Records in a dataset -
------------------------------------------------------------

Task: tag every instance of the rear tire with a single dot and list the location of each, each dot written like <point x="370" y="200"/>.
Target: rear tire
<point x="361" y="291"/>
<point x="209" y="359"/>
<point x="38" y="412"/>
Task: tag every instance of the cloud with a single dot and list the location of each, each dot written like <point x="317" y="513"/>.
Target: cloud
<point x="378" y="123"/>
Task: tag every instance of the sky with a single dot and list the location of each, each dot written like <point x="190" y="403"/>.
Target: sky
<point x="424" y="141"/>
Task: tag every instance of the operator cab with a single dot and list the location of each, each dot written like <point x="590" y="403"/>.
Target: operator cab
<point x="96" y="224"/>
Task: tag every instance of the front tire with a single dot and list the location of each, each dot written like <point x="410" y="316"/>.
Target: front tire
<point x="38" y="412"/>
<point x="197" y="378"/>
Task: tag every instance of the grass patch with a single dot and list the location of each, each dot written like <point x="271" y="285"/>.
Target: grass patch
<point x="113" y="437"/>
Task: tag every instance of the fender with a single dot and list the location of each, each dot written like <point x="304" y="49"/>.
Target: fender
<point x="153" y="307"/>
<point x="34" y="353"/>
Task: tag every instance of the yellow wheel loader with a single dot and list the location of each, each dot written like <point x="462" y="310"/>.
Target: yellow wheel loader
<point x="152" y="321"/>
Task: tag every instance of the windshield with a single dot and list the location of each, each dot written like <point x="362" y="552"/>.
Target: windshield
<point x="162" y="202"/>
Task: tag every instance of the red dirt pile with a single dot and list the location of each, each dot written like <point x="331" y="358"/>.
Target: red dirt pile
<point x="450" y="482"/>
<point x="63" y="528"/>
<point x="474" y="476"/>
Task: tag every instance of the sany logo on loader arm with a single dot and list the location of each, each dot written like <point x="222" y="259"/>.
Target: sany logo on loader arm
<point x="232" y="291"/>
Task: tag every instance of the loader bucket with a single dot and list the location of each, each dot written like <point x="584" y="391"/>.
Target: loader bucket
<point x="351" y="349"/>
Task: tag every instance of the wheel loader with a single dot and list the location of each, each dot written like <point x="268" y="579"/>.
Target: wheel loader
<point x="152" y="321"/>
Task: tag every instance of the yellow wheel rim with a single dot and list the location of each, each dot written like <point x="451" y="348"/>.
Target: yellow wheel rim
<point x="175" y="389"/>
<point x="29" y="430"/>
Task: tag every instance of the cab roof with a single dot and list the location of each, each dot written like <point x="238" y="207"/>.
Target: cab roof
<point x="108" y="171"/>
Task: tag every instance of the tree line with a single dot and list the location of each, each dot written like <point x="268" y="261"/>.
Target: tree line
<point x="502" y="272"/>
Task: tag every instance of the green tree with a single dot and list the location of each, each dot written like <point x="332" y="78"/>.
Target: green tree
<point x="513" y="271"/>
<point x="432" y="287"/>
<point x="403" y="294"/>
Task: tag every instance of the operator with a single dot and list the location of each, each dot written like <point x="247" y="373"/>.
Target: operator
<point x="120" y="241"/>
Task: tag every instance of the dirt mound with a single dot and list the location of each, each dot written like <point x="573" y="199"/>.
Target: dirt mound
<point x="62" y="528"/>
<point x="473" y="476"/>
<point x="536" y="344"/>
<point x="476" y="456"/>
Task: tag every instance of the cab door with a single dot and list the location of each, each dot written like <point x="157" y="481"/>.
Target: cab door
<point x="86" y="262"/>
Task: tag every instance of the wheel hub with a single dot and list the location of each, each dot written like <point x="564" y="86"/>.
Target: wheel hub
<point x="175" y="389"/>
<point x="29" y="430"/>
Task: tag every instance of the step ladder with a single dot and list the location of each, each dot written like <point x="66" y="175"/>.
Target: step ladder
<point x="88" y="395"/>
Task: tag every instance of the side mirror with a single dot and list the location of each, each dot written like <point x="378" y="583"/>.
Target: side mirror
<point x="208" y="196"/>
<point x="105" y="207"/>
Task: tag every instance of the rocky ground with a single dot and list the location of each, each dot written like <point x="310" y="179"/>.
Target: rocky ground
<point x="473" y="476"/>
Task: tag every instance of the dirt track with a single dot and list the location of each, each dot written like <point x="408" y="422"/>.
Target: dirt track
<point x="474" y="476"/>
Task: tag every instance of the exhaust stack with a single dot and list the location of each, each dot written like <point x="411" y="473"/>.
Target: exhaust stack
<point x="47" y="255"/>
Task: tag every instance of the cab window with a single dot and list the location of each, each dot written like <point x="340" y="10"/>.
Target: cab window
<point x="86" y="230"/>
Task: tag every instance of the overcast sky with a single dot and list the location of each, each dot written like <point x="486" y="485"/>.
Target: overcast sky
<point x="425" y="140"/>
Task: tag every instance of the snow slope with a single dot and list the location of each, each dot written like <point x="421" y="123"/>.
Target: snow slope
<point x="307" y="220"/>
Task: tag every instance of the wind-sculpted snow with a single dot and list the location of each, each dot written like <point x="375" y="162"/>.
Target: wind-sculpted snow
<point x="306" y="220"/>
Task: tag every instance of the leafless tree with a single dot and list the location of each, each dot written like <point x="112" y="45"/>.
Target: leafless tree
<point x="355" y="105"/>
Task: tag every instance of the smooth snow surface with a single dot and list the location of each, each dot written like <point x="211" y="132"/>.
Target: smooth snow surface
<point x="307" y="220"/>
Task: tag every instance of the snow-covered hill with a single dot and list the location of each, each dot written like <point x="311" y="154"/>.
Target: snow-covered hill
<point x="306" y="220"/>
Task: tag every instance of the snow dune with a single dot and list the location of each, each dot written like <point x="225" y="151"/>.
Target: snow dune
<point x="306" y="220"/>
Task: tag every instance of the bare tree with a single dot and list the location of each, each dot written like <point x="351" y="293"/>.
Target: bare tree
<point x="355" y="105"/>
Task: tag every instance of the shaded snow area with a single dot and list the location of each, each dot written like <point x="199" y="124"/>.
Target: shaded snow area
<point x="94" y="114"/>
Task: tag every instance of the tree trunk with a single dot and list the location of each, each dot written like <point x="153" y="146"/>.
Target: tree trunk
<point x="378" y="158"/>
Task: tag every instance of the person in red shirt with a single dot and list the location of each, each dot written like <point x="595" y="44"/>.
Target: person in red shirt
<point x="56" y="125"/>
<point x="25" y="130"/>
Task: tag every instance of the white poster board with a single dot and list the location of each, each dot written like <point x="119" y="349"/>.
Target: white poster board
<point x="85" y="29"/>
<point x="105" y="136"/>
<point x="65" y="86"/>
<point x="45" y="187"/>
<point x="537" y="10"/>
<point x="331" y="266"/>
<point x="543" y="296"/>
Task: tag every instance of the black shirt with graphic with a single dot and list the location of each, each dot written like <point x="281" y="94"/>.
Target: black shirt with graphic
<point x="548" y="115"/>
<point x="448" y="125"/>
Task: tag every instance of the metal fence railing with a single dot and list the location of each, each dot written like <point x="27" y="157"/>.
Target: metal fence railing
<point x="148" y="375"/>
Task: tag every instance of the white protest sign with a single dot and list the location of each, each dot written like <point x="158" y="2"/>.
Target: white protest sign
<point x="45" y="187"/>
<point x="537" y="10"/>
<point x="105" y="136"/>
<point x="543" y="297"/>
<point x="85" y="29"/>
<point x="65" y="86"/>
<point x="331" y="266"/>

------------------------------------------------------------

What to produce - Rewrite the data from the line with "Task: tag every instance of the white protest" through the end of the data, switching "protest sign" to "placard" and leaving everything else unchanged.

The response -
Task: tag every instance of the white placard with a single dot and list the location of each, each dot written like <point x="158" y="2"/>.
Target: white placard
<point x="45" y="187"/>
<point x="537" y="10"/>
<point x="105" y="136"/>
<point x="543" y="297"/>
<point x="85" y="29"/>
<point x="65" y="86"/>
<point x="331" y="266"/>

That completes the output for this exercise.